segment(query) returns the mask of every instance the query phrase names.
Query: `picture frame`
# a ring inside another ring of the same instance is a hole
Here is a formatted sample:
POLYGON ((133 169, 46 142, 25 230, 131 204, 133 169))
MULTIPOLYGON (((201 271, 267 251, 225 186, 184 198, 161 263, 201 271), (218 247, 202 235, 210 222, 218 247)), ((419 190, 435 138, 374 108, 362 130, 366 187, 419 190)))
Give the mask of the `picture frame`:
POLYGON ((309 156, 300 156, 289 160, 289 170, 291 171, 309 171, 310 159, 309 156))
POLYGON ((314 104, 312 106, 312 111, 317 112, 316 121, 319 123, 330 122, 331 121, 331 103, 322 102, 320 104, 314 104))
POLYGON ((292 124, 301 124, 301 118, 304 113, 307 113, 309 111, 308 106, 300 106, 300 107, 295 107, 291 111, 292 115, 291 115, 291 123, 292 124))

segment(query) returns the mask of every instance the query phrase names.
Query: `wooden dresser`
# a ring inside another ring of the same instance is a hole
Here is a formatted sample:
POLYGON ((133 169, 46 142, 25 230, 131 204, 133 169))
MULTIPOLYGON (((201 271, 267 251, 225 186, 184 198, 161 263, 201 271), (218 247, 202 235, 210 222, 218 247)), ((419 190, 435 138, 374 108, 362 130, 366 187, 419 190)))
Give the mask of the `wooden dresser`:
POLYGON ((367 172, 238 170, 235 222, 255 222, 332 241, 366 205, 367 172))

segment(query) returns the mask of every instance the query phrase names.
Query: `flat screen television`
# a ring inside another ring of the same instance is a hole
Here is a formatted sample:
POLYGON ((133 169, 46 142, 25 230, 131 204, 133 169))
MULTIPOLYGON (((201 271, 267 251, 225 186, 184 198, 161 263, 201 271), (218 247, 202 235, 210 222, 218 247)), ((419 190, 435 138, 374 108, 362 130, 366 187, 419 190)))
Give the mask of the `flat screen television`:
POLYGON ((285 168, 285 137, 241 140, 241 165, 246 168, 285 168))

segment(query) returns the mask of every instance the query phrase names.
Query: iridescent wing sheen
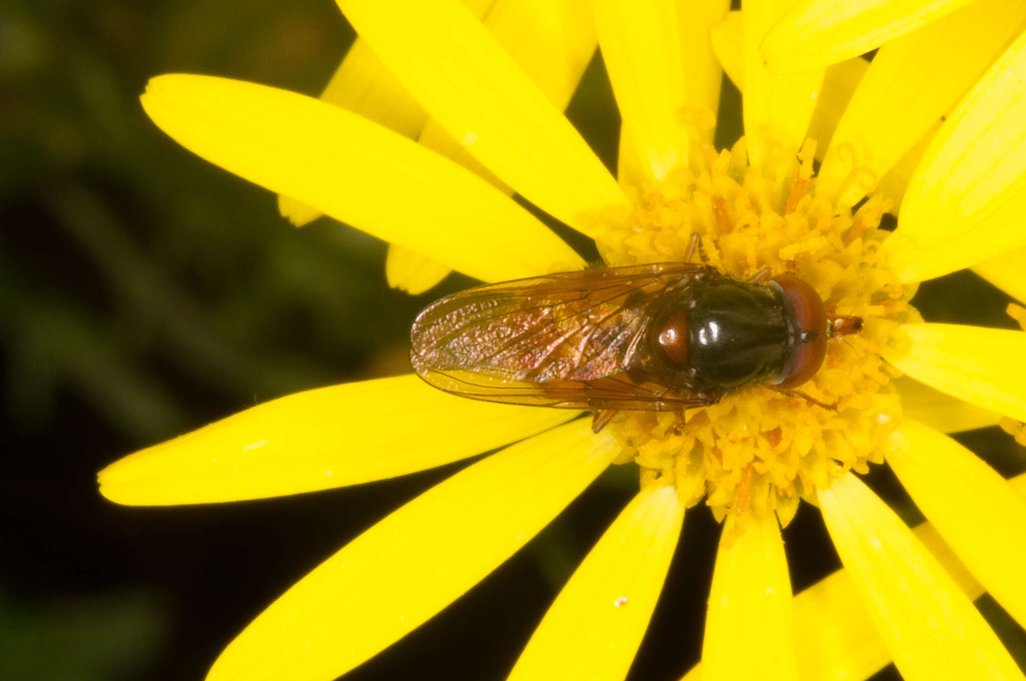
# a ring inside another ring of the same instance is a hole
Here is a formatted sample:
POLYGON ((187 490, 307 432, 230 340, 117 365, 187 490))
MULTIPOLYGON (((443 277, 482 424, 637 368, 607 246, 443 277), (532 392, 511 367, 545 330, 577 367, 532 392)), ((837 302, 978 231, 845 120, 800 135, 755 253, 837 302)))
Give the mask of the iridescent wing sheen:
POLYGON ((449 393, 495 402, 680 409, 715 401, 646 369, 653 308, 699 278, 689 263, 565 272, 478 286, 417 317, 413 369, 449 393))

++++

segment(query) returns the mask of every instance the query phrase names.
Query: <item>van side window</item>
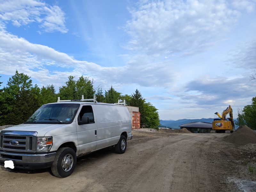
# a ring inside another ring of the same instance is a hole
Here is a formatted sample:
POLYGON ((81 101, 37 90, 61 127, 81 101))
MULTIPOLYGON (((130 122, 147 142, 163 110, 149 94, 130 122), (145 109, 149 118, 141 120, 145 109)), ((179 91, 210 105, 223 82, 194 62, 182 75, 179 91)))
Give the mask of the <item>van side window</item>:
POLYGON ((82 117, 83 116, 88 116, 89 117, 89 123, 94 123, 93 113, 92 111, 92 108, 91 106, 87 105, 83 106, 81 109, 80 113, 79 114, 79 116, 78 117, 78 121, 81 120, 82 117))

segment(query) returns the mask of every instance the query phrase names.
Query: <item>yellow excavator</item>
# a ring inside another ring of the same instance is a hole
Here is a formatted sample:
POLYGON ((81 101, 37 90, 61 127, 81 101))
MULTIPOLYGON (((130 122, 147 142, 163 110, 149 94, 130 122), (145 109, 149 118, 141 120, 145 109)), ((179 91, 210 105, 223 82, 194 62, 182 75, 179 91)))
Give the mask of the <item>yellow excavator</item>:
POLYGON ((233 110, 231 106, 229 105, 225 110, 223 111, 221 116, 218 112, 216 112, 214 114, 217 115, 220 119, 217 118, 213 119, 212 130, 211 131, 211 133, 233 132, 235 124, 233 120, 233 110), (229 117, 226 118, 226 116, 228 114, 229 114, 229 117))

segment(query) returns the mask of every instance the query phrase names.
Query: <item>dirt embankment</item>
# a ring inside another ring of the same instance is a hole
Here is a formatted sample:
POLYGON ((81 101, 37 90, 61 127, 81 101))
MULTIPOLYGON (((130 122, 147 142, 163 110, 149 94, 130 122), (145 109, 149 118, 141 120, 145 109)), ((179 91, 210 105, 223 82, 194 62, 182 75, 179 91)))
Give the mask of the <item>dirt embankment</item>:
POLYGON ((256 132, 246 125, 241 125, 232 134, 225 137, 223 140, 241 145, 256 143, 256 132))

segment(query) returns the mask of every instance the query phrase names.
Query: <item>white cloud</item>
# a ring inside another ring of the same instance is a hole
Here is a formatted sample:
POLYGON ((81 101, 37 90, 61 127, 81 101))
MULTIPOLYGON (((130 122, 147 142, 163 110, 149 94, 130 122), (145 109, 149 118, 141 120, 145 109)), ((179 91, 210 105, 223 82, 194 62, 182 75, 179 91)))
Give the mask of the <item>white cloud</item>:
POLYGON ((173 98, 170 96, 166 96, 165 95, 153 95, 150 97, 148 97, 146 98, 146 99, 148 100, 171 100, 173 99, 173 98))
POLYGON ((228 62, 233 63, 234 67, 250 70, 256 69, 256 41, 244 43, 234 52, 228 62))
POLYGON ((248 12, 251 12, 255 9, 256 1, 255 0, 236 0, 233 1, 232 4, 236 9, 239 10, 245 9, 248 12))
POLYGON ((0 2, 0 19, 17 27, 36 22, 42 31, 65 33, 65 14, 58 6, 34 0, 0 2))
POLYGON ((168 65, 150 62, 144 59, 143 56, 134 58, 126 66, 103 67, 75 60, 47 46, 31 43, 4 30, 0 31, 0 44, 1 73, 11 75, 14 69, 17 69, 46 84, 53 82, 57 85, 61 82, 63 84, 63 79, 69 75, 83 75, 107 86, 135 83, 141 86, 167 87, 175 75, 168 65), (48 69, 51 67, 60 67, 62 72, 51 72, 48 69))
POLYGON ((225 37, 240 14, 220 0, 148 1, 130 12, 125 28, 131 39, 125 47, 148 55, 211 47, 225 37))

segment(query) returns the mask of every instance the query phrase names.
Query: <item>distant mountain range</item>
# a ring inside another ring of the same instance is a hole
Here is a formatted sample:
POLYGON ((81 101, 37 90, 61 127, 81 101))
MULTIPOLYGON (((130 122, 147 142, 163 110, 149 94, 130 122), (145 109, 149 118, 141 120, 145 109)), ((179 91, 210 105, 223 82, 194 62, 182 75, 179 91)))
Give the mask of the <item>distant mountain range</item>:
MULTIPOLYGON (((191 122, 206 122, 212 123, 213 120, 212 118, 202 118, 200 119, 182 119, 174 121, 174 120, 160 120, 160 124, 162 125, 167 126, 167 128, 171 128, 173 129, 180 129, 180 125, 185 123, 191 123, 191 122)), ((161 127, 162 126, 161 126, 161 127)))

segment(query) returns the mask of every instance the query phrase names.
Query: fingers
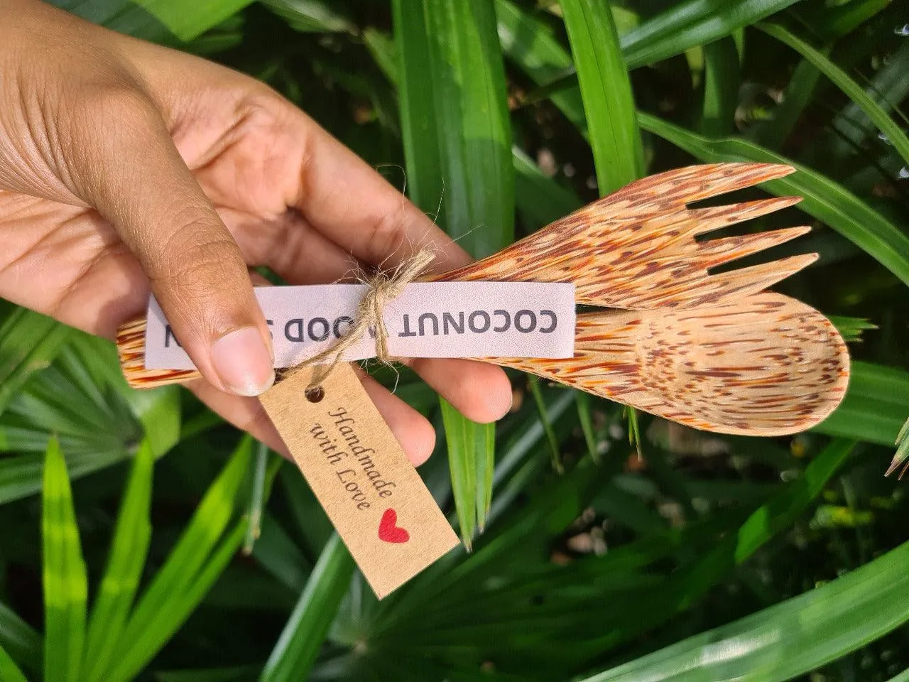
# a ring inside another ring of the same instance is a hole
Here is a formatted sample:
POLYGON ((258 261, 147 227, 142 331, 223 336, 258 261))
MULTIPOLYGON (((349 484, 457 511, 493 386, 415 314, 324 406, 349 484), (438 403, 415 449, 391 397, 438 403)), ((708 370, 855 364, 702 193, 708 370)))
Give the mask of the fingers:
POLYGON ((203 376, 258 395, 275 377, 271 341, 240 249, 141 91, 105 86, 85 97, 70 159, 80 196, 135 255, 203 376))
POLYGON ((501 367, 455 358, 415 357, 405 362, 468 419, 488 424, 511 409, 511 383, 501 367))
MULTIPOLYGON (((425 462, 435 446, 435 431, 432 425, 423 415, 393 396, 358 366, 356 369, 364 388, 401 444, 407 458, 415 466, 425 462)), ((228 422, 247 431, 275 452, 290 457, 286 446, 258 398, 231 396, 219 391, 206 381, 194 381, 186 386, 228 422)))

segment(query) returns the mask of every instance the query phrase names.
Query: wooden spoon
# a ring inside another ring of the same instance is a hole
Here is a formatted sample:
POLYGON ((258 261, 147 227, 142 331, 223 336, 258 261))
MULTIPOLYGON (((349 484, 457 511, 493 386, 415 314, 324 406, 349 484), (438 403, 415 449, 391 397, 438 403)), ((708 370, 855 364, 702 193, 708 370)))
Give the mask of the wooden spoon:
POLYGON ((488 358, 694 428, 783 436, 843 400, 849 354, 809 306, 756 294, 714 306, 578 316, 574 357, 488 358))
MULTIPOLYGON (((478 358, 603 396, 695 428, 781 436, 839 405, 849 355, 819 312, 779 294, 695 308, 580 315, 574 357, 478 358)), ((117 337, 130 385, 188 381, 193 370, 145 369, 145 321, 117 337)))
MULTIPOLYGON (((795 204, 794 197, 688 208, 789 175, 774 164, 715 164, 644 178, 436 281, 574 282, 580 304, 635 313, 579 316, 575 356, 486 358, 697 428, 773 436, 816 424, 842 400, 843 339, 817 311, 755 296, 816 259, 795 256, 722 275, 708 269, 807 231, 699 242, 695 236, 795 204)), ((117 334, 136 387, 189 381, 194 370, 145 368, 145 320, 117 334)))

++++

● GIVEN EXERCISE
Collect every line in the items above that contains the string "excavator", and copy each one whole.

● TASK SOLUTION
Query: <item>yellow excavator</item>
Give the mask of the <item>yellow excavator</item>:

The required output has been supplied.